▸ To do
What is needed is every line, exactly as given, from the line containing "of the chrome" through the end of the data below.

[Point localization data]
--------------------

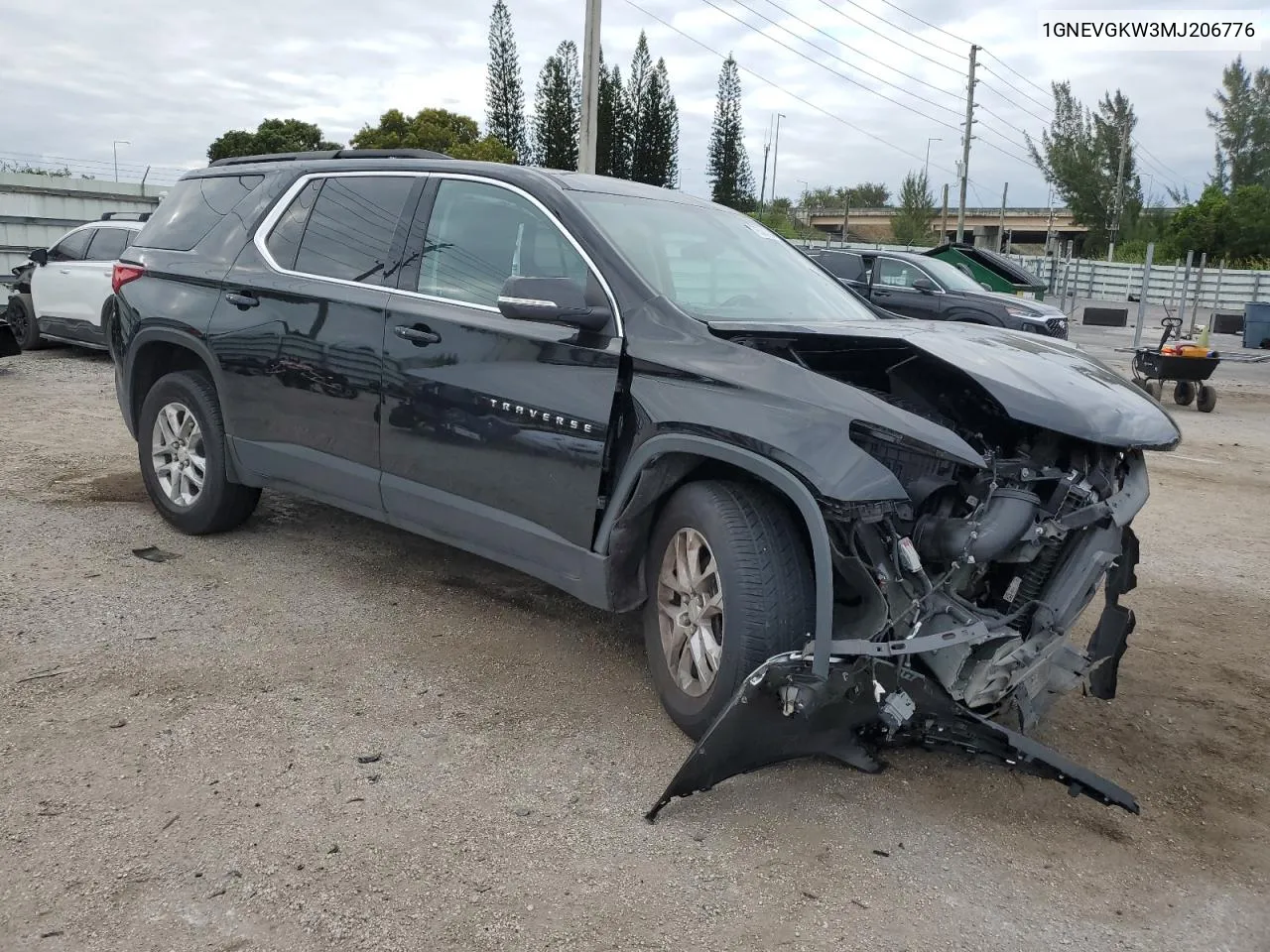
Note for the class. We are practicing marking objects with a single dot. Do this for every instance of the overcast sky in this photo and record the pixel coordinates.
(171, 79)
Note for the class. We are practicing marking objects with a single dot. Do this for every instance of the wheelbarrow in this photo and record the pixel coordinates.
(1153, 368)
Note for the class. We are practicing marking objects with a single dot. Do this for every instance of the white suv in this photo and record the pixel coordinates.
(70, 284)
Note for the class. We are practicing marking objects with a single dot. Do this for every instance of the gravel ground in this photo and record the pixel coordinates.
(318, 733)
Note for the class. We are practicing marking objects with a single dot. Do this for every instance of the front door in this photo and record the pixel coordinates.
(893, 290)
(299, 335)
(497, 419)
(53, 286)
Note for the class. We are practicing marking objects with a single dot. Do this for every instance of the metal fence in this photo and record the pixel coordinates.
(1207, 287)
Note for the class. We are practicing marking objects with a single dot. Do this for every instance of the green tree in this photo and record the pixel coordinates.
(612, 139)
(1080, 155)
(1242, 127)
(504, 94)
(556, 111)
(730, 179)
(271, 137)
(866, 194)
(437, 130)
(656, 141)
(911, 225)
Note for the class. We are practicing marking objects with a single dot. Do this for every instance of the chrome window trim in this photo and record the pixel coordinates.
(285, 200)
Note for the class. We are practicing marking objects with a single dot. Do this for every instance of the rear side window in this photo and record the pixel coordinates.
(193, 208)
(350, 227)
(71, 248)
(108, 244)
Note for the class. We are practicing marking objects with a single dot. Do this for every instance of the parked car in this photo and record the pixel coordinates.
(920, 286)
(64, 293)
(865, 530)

--------------------

▸ Result of this task
Note for the class. We are practicing marking objects with a single dot. Do this for every instance of the chrome window trim in this photo and record the pixel coordinates.
(285, 200)
Note for the class. We are practicing marking objects with a single dot. Do this for every instance of the rear side window in this photo and record the pixel coordinates.
(193, 208)
(350, 227)
(71, 248)
(108, 244)
Note for the class. We are practicing marking objects with a single dot. Do this for every instance of the parked car in this photo and record the pixel coordinates.
(920, 286)
(64, 293)
(865, 530)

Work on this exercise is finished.